» INSTRUÇÕES:
1: No texto sobre o projeto das fake news, quem coordenou o debate?
2: Com base no texto sobre o projeto das fake news, explique por que os participantes da audiência defenderam a aprovação da proposta.
3: Transcreva do texto sobre o projeto das fake news o trecho que começa em "Fonte: Agência Senado" e termina em "CCS, Miguel Matos.", incluindo essas palavras.

» TRECHO DO DOCUMENTO:
_ _ _ _ _ _ _

Fonte: Agência Senado
Durante audiência pública promovida pelo Conselho de Comunicação Social (CCS) parlamentares, jornalistas, especialistas em comunicação e conselheiros defenderam a aprovação do projeto de lei voltado ao combate às fake news. Eles consideram a proposta como um passo importante no combate à desinformação e ao aumento de ataques e intimidações aos jornalistas no país. O debate de ontem segunda-feira (7) foi coordenado pelo presidente do CCS, Miguel Matos.
Autoridade reguladora
O deputado Orlando Silva (PCdoB-SP), que é relator do projeto que trata das fake news (PL 2.630/2020), que foi aprovado em 2020 pelo Senado e ainda em análise na Câmara, considerou importante que o conselho avance em dois pontos de discussão, visando as medidas para combater discurso de ódio e desinformação e na regulamentação do uso da Inteligência Artificial (IA) nas plataformas digitais. Ele afirmou que o projeto preserva três pilares importantes: a liberdade de expressão, mecanismos para transparência dos serviços e a alteração do regime de responsabilidade das plataformas. O deputado apontou como um dos impasses para a aprovação da matéria, a falta de consenso sobre quem deverá fiscalizar as medidas previstas no texto.

_ _ _ _ _ _ _

» DADOS FORNECIDOS:

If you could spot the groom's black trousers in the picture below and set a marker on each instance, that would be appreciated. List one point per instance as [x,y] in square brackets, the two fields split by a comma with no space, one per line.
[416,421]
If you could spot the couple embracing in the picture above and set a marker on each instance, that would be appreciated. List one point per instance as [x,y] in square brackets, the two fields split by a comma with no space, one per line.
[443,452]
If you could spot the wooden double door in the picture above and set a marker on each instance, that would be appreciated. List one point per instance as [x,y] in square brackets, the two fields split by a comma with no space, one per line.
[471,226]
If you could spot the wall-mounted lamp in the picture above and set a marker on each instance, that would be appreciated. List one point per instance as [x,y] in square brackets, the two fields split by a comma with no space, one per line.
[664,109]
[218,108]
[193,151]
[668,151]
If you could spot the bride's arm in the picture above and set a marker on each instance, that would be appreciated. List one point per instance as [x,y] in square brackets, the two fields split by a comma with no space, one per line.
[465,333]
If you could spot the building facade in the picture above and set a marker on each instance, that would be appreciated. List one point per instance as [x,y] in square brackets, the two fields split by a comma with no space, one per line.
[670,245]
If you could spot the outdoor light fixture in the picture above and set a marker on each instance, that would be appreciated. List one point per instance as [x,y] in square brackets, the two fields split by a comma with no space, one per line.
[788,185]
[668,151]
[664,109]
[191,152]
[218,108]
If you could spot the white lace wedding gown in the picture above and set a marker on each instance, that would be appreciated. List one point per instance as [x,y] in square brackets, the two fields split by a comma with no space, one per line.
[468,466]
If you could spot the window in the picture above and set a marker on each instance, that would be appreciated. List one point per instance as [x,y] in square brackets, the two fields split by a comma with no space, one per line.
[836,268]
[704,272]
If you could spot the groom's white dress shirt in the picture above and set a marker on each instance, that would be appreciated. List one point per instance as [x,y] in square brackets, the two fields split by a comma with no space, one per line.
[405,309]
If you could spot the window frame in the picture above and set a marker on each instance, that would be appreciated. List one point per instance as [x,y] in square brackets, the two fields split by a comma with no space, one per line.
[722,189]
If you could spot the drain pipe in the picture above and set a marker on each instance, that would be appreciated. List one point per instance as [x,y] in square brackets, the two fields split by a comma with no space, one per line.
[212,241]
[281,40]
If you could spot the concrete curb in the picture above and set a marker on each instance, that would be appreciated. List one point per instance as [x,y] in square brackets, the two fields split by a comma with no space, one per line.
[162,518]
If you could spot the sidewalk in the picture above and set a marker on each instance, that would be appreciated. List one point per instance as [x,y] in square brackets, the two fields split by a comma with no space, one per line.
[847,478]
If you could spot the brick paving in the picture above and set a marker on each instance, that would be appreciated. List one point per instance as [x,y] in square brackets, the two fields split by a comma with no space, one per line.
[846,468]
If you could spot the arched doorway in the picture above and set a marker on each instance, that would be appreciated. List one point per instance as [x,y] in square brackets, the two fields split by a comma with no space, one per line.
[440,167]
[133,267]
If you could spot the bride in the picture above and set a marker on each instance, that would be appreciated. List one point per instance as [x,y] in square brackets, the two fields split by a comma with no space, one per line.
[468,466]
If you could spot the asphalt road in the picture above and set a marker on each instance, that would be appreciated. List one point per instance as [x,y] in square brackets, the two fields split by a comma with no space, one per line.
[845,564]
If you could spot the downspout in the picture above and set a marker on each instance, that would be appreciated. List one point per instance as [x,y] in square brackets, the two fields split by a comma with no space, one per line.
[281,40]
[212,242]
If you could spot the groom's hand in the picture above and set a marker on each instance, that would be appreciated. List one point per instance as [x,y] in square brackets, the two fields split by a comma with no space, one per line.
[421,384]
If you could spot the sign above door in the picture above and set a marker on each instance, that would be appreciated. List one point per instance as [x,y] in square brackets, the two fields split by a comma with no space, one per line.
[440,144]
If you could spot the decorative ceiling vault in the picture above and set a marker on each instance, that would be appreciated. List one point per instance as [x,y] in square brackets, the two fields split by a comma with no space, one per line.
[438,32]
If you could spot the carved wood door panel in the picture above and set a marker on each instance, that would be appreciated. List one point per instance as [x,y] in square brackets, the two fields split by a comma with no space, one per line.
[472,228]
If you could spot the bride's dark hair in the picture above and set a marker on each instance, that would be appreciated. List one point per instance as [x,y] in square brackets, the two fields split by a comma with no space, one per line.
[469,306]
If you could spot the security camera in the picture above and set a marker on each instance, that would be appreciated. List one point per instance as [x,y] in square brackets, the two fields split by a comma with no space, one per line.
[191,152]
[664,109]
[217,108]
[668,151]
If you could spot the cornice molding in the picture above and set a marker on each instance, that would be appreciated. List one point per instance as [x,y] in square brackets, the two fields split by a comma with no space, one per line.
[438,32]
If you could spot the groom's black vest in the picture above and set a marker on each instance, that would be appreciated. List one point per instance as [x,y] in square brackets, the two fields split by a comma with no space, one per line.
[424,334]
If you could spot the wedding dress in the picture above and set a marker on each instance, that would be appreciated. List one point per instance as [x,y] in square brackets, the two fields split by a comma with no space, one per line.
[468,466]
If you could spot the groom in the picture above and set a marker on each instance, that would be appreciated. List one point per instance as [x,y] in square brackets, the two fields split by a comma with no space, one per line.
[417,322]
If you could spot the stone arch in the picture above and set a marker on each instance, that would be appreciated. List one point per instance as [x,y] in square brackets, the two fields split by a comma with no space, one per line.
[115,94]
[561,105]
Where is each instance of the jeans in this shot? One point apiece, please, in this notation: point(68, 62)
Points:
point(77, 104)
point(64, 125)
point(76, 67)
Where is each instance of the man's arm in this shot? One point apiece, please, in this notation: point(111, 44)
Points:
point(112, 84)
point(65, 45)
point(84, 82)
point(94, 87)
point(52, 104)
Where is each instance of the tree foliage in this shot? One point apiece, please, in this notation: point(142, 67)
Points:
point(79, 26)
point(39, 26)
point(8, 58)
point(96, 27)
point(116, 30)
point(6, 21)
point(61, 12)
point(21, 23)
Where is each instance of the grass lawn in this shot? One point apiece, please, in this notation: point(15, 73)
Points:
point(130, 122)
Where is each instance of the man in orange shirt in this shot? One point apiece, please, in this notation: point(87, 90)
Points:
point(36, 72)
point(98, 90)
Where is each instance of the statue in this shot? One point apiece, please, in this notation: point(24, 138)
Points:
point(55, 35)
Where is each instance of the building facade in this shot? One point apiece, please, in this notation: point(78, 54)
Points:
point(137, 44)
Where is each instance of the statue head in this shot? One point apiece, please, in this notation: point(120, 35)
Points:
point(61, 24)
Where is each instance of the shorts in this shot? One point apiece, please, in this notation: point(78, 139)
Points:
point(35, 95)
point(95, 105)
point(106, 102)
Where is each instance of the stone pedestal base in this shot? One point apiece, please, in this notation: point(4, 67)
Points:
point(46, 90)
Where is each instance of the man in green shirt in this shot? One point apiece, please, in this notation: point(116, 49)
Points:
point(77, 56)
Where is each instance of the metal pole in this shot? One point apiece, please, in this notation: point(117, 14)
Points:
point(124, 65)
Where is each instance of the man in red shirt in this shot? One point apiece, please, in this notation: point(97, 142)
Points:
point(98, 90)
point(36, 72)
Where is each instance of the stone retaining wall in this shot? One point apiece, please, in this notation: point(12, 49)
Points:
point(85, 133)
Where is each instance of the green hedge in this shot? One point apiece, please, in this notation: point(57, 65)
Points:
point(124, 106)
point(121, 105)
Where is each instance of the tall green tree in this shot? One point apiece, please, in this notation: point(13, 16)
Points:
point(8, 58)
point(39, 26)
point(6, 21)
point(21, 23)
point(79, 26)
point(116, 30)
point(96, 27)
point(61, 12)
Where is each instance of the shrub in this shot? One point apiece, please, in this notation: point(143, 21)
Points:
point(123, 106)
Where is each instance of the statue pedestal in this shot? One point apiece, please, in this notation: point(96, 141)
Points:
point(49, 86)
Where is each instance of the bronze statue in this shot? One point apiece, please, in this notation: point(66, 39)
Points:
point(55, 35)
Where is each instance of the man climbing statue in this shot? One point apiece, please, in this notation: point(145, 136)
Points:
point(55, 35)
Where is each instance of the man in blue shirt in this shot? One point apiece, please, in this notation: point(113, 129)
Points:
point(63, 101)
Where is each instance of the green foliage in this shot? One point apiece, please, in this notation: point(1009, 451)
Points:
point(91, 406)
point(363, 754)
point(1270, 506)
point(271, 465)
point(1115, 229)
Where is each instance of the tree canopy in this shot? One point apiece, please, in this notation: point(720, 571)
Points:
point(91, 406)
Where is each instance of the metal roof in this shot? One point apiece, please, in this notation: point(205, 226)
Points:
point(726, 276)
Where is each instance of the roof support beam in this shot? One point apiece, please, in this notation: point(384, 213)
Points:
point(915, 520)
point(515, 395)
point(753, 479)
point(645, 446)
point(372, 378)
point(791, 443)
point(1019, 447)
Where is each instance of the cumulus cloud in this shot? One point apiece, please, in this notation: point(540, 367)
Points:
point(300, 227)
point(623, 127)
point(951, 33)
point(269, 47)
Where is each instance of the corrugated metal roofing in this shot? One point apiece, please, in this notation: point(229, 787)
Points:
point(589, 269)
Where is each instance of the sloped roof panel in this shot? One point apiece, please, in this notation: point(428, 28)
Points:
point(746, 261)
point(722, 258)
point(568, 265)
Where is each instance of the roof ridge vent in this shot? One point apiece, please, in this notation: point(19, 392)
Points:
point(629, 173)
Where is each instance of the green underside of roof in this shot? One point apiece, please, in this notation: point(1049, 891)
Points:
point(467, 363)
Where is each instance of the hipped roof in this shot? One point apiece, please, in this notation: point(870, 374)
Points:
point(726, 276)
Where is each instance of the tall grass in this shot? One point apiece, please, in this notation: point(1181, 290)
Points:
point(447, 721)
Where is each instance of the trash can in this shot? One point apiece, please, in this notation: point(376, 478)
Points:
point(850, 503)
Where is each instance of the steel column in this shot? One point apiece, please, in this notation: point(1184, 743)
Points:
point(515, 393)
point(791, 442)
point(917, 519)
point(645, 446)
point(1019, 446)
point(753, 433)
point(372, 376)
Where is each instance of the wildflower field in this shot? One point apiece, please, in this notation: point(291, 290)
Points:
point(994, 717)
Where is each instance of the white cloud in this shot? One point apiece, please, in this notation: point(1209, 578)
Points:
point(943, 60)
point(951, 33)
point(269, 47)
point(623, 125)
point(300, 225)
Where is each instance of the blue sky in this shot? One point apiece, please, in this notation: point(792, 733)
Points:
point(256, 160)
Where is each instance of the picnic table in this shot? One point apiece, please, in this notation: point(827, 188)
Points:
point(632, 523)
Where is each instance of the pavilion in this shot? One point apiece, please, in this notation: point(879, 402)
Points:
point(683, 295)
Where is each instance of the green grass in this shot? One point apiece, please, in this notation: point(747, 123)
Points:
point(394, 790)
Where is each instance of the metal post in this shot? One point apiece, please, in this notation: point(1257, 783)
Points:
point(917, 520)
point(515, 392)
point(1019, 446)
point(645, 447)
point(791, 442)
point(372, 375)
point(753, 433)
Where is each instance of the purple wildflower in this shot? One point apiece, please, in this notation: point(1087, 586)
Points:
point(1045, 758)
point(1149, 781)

_ _ _ _ _ _ _

» GABARITO:
1: Miguel Matos, presidente do CCS.

2: Eles consideram a proposta um passo importante no combate à desinformação. Também a veem como resposta ao aumento de ataques e intimidações aos jornalistas no país.

3:
Fonte: Agência Senado
Durante audiência pública promovida pelo Conselho de Comunicação Social (CCS) parlamentares, jornalistas, especialistas em comunicação e conselheiros defenderam a aprovação do projeto de lei voltado ao combate às fake news. Eles consideram a proposta como um passo importante no combate à desinformação e ao aumento de ataques e intimidações aos jornalistas no país. O debate de ontem segunda-feira (7) foi coordenado pelo presidente do CCS, Miguel Matos.